Please go line by line and repeat the data below exactly, with no images.

◆ Excerpted data

========

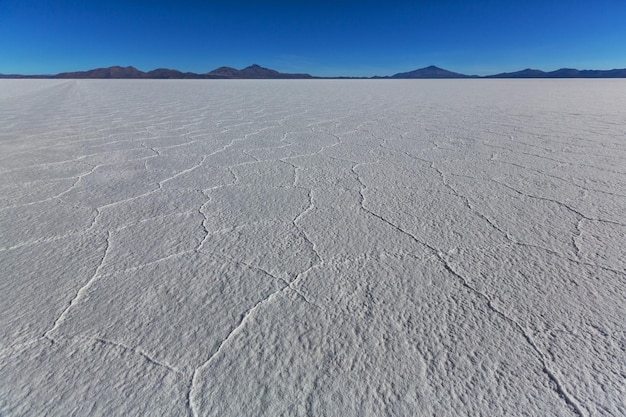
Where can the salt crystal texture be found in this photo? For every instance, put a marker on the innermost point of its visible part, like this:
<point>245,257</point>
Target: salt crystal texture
<point>313,248</point>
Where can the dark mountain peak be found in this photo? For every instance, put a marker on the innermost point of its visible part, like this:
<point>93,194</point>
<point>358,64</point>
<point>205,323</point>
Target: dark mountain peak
<point>254,71</point>
<point>525,73</point>
<point>429,72</point>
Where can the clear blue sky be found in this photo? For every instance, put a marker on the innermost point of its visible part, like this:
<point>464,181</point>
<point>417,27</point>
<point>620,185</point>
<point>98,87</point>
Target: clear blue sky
<point>326,38</point>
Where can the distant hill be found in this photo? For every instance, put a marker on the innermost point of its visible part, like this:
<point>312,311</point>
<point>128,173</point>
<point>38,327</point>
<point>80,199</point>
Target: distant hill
<point>429,72</point>
<point>253,72</point>
<point>562,73</point>
<point>117,72</point>
<point>258,72</point>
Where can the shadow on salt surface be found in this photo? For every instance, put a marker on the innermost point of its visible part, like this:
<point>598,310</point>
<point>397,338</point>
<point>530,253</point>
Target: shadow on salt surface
<point>88,378</point>
<point>176,311</point>
<point>393,336</point>
<point>543,292</point>
<point>278,248</point>
<point>47,276</point>
<point>42,220</point>
<point>153,239</point>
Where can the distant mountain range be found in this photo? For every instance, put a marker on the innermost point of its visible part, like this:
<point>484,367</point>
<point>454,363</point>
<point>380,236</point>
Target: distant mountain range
<point>258,72</point>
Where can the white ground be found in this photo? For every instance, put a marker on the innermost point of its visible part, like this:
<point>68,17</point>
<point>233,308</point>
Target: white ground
<point>319,248</point>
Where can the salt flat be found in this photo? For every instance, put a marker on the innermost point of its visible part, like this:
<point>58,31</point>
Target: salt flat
<point>313,248</point>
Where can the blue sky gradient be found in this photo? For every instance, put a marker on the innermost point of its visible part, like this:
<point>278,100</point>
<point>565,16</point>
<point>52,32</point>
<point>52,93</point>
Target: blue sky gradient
<point>325,38</point>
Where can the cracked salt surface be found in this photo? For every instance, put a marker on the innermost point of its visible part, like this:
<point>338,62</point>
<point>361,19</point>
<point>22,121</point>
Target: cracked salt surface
<point>336,248</point>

========

◆ Answer box
Where can the salt crystal texture be found in this photo? For every instance, put a marker on the innermost point of its visible part, like this:
<point>245,257</point>
Target: salt crystal texture
<point>313,248</point>
Where can the dark mountain peak be found in this photo? For every instance, put a marker on the innermost point of its visible part, like this:
<point>93,194</point>
<point>358,64</point>
<point>205,323</point>
Target: dark mountain peak
<point>254,71</point>
<point>525,73</point>
<point>429,72</point>
Where can the clear blue sky be found in this photo? For every instance, put a marker on the innermost point of its visible part, like this:
<point>464,181</point>
<point>417,27</point>
<point>620,185</point>
<point>98,87</point>
Target: clear blue sky
<point>326,38</point>
Where can the distant hill be found in this photo? For every instance, put a marker on the innermost point of its visible part, like this:
<point>312,311</point>
<point>128,173</point>
<point>38,327</point>
<point>80,199</point>
Target: distant hill
<point>429,72</point>
<point>253,72</point>
<point>562,73</point>
<point>117,72</point>
<point>258,72</point>
Where can the shadow on salt surface be found in this photo? For every instance, put a marker on the innermost point of its visible part, like this:
<point>598,310</point>
<point>397,338</point>
<point>530,253</point>
Target: shadow on salt surface
<point>88,378</point>
<point>176,311</point>
<point>393,336</point>
<point>543,292</point>
<point>278,248</point>
<point>47,276</point>
<point>42,220</point>
<point>153,239</point>
Where can the distant mountain range be found in this photo? For every instance, put a marker on the innermost point of its visible part, like this:
<point>484,367</point>
<point>454,363</point>
<point>380,236</point>
Target: distant mountain range
<point>258,72</point>
Where can the white ground be found in this photo? For every instance, put a marker on the innermost point of its visible part, like this:
<point>68,17</point>
<point>233,308</point>
Target: white ground
<point>319,248</point>
Where can the salt flat be found in this photo? For every instance, put a marker on the innermost point of its visible part, like this:
<point>58,31</point>
Target: salt flat
<point>313,248</point>
Where can the blue sky gradient be found in this photo? For every instance, put a marker on the innermost point of its visible part, like this:
<point>278,100</point>
<point>565,16</point>
<point>52,32</point>
<point>52,93</point>
Target: blue sky gradient
<point>325,38</point>
Where can the cracked salt surface be found in this photo? For every instance, put a marker on the innermost point of its visible part, like this:
<point>338,62</point>
<point>361,19</point>
<point>22,121</point>
Target: cracked salt surface
<point>336,248</point>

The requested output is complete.